### Given text
----------------
Simply put, the racing pace can make her look like a slave to the plot and lose character depth. And since she’s the only POV, this hurts all the characters along with her, especially Ren. I don’t think a second POV would have worked for this story, though, because it’s a more intimate kind of story, more personal than in Saints.
There are also some things that were left out that shouldn’t have been, such as Kira’s father and why her mother’s version of the motive for her imprisonment contradicts the version Kira hears in the palace. I understand that they were possibly omitted because they will appear in the next book and the author wanted to save the revelations for later, but the way it was done was very much like “I’m not telling you because I’m going to tell you someday.” Not my favourite way to keep the mystery. There should’ve been some clues to lay the groundwork for later; if there are any, I honestly haven’t caught them.
By the way, although this second book is a standalone and I know some will read it without having read the first book, I recommend NOT reading this without having read Saints and Monsters first. You will be confused if you do, as there are things you will not understand without the events in the first book. The story here is independent, but the lore is not. And the tie-in at the end between this book and the first one requires that you read Saints first. Saints can be read on its own, but not the other way round as Wayfinder takes place twenty years later.
----------------
### Provided material
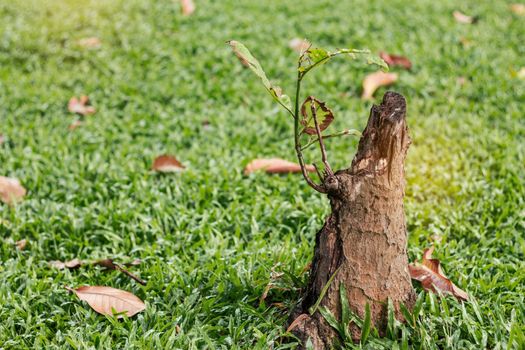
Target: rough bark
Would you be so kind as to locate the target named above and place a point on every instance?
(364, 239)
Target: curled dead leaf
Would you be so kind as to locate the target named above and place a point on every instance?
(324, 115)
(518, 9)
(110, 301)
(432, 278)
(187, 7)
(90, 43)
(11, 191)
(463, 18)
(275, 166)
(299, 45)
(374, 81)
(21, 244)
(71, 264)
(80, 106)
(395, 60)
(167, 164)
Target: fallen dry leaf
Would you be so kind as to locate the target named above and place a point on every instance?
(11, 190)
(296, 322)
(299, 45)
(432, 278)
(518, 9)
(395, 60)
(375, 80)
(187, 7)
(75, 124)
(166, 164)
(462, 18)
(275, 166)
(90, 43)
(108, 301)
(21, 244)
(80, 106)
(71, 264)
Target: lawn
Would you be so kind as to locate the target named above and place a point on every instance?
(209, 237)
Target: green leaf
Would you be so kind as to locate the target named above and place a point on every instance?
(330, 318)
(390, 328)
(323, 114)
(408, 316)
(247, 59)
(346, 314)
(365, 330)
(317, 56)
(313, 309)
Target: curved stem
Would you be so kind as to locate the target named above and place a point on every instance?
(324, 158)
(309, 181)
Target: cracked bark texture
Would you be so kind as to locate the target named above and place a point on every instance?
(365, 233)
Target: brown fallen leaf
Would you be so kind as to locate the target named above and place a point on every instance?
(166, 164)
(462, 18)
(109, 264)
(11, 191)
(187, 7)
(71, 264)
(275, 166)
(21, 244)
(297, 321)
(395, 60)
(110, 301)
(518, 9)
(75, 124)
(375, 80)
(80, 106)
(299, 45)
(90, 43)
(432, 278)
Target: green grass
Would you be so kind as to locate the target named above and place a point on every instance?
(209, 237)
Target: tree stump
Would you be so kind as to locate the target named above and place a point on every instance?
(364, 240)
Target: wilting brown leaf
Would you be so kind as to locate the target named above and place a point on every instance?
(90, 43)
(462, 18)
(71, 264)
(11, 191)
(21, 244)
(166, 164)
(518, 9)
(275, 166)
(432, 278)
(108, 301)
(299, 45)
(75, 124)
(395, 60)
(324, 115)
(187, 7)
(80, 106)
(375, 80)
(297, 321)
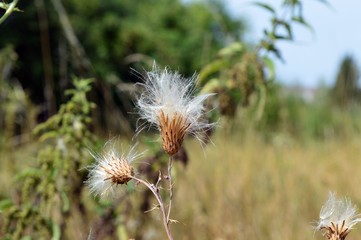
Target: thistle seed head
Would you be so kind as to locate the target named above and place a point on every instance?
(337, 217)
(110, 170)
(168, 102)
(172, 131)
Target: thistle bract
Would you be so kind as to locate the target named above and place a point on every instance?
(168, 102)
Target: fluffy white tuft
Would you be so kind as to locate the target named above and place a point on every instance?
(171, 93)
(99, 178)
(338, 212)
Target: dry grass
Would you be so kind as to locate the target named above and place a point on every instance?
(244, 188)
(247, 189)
----------------
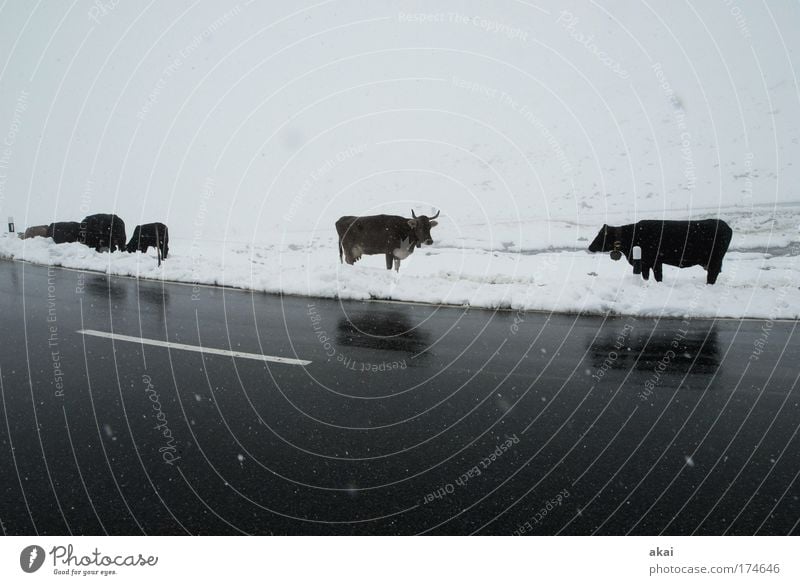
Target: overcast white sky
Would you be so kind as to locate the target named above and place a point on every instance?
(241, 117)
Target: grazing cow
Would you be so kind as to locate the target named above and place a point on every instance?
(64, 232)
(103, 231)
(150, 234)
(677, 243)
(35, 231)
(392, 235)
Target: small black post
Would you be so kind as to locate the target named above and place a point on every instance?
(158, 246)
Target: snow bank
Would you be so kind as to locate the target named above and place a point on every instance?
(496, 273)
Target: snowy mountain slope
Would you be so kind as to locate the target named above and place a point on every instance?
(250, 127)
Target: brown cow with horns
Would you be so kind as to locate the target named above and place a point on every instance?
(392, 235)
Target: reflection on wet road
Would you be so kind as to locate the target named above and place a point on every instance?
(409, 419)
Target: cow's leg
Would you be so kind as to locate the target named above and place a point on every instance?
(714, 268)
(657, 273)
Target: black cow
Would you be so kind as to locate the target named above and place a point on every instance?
----------------
### Task details
Write out the stretch of the review above from "Simply put, the" through "than in Saints.", word for word.

### Your solution
Simply put, the racing pace can make her look like a slave to the plot and lose character depth. And since she’s the only POV, this hurts all the characters along with her, especially Ren. I don’t think a second POV would have worked for this story, though, because it’s a more intimate kind of story, more personal than in Saints.